» **Set of tasks**
(1) According to the market newsletter, what was the return of the S&P 500 Index in the second quarter of 2017?
(2) From the market newsletter, return the section that begins at the words "The second quarter of 2017 has" and ends after the words "2017 (available here)".

» **Document passage**

Hard to believe that 2017 is more than half over, but it is (and yes, that means the days are getting shorter already...). 

A brief overview of recent market activity and expectations follows below. Our current investment topic is: " Tax Loss Harvesting - How to Limit your Tax Liability" .   We also have a recap of the performance of major market indices from the past quarter and for the year, some thoughts on the importance of having a financial advisoras well as the upcoming economic calendar. 

The second quarter of 2017 has seen the stock market continue it's upwards trajectory in general, though on the domestic front has not performed as well as internationally. The question, among others is will it continue? We put in Our Perspective... in more detail below, as well as a link to Morningstar's Market Outlook for Q3 2017 (available here)

You will find past investment articles , and recent stock market commentary and outlook , by clicking on the relevant Quick Links on the right , or peruse past investment topics by clicking the  Articles tab above or directly on our website. 

If there is a topic of interest you would like to see covered in the future, please reply back to this email to let us know, or click here . Likewise, i f you have any questions on this or anything else, feel free to reply back.
Investment Topic: Tax Loss Harvesting - How to Limit your Tax Liability
 
For our investment topic, " Tax Loss Harvesting - How to Limit your Tax Liability", we attempt to give a high-level overview of the topic in less than 3 pages. To learn more, please click here

Our Perspective on Recent Market News and Activity

Our synopsis of the past quarter, a look ahead, and putting it all in perspective:

The second quarter of 2017 was a continuation of the momentum that stocks have enjoyed especially since the second half of 2016.  The highlights for the second quarter of 2017 were the Dow Jones Industrial Average +3.32%, the S&P 500 Index +2.57%, MSCI EAFE International +5.03%, and Emerging Markets +5.47%.  Some other asset class returns for the quarter were Russell Mid Cap +2.27%, Russell 2000 Small Cap +2.12%, REITS +0.69%, Bloomberg Commodity Index -3.22%.  On the bond side, and through May 31st, the Barclays Aggregate bond index was +0.54, and the Barclays Muni Index was +1.23%.

Point-based annotation data:
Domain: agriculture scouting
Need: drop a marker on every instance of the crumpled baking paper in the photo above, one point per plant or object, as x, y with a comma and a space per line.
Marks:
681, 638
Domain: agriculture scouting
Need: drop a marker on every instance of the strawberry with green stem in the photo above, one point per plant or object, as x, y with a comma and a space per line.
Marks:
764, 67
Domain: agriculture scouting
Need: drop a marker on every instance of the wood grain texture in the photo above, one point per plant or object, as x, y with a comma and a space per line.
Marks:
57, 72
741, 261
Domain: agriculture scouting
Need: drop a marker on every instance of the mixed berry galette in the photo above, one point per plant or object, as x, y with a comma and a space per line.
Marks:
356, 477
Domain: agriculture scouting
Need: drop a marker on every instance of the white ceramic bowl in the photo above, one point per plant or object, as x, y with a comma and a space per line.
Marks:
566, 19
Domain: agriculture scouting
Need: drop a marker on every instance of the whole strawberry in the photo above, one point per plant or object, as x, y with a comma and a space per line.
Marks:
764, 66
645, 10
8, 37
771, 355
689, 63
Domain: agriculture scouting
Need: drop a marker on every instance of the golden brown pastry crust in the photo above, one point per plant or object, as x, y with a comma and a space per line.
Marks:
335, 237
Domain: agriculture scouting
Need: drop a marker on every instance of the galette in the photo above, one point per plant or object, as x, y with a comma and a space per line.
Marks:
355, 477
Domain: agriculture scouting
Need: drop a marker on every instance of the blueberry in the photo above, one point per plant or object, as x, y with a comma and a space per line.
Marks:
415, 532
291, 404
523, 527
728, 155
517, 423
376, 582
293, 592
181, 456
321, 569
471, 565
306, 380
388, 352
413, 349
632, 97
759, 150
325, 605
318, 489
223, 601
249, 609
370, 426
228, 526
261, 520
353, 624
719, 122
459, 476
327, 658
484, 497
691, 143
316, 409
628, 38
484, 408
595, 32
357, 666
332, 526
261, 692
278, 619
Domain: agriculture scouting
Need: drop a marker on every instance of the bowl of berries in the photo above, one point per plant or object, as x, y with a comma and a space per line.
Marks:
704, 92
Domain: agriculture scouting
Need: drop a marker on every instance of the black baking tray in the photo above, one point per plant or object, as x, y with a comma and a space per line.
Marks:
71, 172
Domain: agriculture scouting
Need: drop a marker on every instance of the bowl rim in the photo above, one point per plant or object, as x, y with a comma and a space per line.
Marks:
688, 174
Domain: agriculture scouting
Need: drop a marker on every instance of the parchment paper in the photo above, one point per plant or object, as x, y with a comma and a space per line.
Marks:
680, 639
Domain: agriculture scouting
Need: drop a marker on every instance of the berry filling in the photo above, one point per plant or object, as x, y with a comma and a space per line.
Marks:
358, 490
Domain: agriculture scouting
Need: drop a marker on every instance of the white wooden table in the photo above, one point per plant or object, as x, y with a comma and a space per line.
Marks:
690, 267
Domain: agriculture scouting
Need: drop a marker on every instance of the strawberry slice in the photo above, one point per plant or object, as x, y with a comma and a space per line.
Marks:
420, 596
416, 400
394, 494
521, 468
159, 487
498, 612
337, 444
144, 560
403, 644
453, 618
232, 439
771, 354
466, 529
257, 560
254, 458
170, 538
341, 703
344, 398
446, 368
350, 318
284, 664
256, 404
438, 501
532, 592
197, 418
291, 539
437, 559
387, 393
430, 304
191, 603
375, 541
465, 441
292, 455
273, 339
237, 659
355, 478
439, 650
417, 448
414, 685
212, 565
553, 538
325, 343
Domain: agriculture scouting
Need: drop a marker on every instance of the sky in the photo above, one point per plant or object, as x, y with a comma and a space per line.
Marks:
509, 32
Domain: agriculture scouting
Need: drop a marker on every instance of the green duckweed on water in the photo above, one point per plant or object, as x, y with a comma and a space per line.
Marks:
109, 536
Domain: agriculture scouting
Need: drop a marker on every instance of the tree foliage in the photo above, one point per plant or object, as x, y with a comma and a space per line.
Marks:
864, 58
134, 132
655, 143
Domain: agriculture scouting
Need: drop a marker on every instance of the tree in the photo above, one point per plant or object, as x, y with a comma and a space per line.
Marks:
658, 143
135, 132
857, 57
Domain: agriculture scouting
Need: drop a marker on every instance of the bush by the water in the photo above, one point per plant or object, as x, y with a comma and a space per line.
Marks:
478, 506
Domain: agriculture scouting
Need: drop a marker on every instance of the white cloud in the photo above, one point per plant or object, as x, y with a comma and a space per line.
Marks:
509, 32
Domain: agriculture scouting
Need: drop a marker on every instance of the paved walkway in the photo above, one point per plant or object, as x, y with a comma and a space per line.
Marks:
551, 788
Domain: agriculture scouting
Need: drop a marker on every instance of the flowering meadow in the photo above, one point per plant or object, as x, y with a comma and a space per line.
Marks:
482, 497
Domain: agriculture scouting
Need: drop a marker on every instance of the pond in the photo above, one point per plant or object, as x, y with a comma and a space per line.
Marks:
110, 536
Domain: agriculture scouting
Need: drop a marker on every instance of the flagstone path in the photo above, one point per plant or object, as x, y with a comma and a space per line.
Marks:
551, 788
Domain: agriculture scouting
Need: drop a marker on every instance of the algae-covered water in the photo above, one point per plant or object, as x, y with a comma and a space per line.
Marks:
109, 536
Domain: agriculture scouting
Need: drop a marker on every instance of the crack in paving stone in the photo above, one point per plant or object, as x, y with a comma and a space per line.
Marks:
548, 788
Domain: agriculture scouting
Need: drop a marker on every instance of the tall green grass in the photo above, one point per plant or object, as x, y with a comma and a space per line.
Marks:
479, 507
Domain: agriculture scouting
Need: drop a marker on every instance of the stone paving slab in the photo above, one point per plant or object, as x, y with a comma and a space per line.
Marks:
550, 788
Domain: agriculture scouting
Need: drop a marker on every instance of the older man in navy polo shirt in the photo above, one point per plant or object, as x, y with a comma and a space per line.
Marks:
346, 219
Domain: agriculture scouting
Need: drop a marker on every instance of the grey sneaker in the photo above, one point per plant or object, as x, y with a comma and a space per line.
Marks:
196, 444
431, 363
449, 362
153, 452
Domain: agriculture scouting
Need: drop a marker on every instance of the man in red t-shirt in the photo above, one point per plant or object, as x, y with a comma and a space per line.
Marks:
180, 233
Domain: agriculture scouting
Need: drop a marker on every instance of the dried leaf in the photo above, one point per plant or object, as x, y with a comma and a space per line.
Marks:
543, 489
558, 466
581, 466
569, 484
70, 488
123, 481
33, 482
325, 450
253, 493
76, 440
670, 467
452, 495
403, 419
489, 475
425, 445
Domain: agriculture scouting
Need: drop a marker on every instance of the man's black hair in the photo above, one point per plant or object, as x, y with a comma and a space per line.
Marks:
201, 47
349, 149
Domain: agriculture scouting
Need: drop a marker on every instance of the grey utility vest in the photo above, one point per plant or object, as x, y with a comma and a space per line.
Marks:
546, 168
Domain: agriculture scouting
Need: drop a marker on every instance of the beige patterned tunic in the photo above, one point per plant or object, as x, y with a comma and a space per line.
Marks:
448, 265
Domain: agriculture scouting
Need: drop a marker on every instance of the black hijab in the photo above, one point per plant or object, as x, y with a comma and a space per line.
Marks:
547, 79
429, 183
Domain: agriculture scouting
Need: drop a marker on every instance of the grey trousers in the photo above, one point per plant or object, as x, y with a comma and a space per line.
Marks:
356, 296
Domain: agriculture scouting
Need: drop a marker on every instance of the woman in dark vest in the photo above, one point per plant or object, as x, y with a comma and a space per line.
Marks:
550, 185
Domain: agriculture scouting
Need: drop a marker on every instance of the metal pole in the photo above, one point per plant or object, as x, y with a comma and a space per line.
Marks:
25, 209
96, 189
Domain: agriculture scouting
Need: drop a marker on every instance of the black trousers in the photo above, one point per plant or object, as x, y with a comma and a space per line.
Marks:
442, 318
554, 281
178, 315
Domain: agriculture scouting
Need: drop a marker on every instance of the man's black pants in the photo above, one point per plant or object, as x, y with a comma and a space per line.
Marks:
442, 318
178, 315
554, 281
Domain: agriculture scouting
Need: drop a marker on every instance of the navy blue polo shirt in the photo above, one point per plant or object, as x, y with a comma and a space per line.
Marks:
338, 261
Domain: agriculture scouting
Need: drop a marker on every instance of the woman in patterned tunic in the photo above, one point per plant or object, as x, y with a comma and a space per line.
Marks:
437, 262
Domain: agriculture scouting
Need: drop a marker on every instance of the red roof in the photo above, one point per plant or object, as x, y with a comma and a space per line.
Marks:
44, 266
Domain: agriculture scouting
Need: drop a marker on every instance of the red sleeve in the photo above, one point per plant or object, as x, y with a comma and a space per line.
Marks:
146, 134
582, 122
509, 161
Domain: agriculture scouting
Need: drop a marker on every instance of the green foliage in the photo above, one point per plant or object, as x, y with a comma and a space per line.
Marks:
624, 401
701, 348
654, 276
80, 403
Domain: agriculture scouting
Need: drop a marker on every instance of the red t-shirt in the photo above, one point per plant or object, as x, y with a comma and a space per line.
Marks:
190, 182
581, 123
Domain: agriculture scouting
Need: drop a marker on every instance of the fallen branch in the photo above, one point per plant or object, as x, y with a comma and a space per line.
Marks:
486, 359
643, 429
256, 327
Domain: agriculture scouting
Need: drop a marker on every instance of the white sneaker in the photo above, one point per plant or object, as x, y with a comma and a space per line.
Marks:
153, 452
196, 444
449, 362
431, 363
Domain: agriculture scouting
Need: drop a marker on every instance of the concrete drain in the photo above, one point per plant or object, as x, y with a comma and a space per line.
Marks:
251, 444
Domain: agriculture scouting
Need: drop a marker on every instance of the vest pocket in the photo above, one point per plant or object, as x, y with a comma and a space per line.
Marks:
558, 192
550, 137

» **Completed exercise**
(1) +2.57%

(2)
The second quarter of 2017 has seen the stock market continue it's upwards trajectory in general, though on the domestic front has not performed as well as internationally. The question, among others is will it continue? We put in Our Perspective... in more detail below, as well as a link to Morningstar's Market Outlook for Q3 2017 (available here)